*STATED PROBLEM 1*.
In the essay on personal beliefs, which band is credited with the line "Then you will find your servant is your master"?
*STATED PROBLEM 2*.
The essay on personal beliefs quotes David Banach on what we act as if we were determined by. List each of those things.

*SELECTION*.
==============================
I believe that everyone has the opportunity to make their own decisions, and that no one else can make those decisions for you. I also feel like everyone is accountable for their actions, and that they should take responsibility for those actions. Something that I really agree with David Banach on is that “we [all] attempt to deceive ourselves and act as if we weren't free, as if we were really determined by our nature, our body, or the expectations of other people." Some people let others make the decisions for them, while some are also too weak or scared to make the decisions for themselves. It's like those cliques that have one leader, and the rest of the people follow the leader without questioning anything that the leader is saying. Even though I do not feel this way, some people may feel safer having someone tell them step by step what to do in their lives. Yet life does not come with an instruction booklet, and people have to learn for themselves how to live.
I believe there is more to being a teenager than doing drugs and drinking. I don’t really agree with getting drunk to be wasted, or so high you can’t function. I like being in control of my body, and would not like some other force to be controlling me instead. One of my friends once said to me something along the lines of “you don’t smoke? What do you do with your life? Oh my God you’re an Angel!” My friend was so surprised, which I found a good example of how teenagers can be today. I feel like it is pathetic how dependent on drugs some kids are. How trashed they get just because it’s “cool”. I think it’s sad how some friendships are made where kids are just using other kids for drugs and alcohol.
I believe that it is bad to try and possess another individual, and that “if I attempt to enslave others or use them as objects, I make myself a slave and an object”, that “the person who uses other people as objects to satisfy his desires makes himself an object” and that “the manipulator, who attempts to buy and sell other people for his own ends, finds that he has sold his soul as well by seeing himself merely as his desires.” To summarize this quote, and connect it to a quote that I really like there is this quote: “Then you will find your servant is your master” (Wrapped Around Your Finger, By The Police) I like this idea that if a person holds someone else as a servant, they will find the servant to be their master. If you try to control another individual, you may find the roles to be reversed, and that they end up controlling you instead of the other way round.
==============================
*SOURCE EXCERPT*.
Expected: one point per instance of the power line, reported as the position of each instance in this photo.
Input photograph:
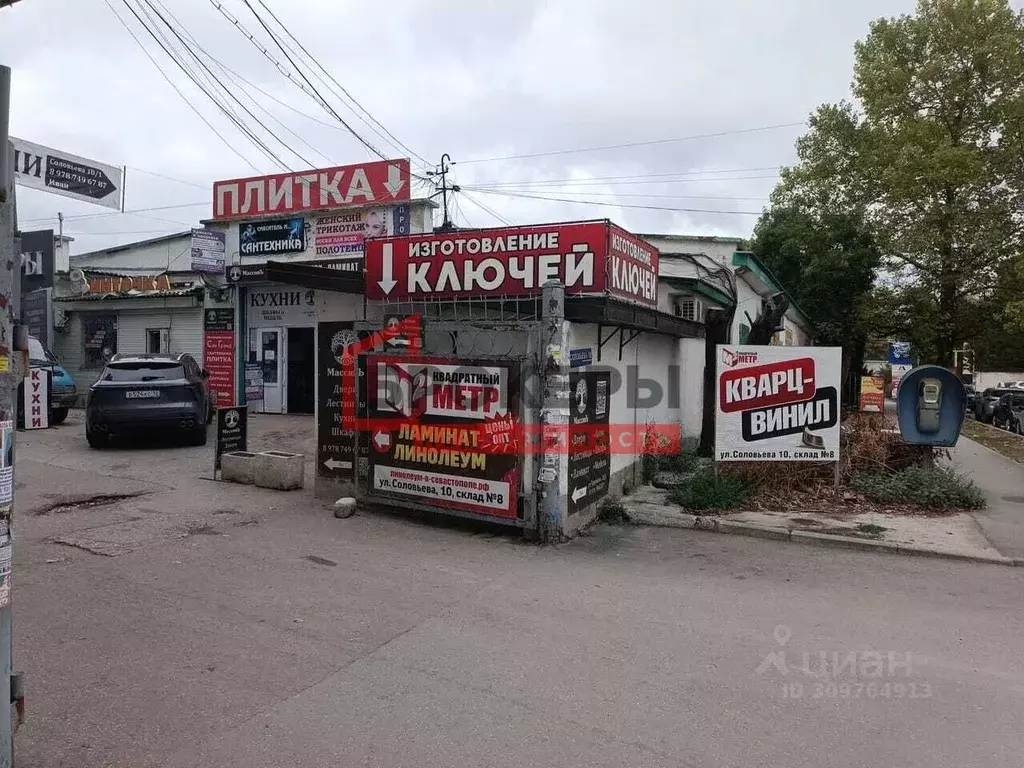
==============================
*FULL OUTPUT 1*.
The Police

*FULL OUTPUT 2*.
- our nature
- our body
- the expectations of other people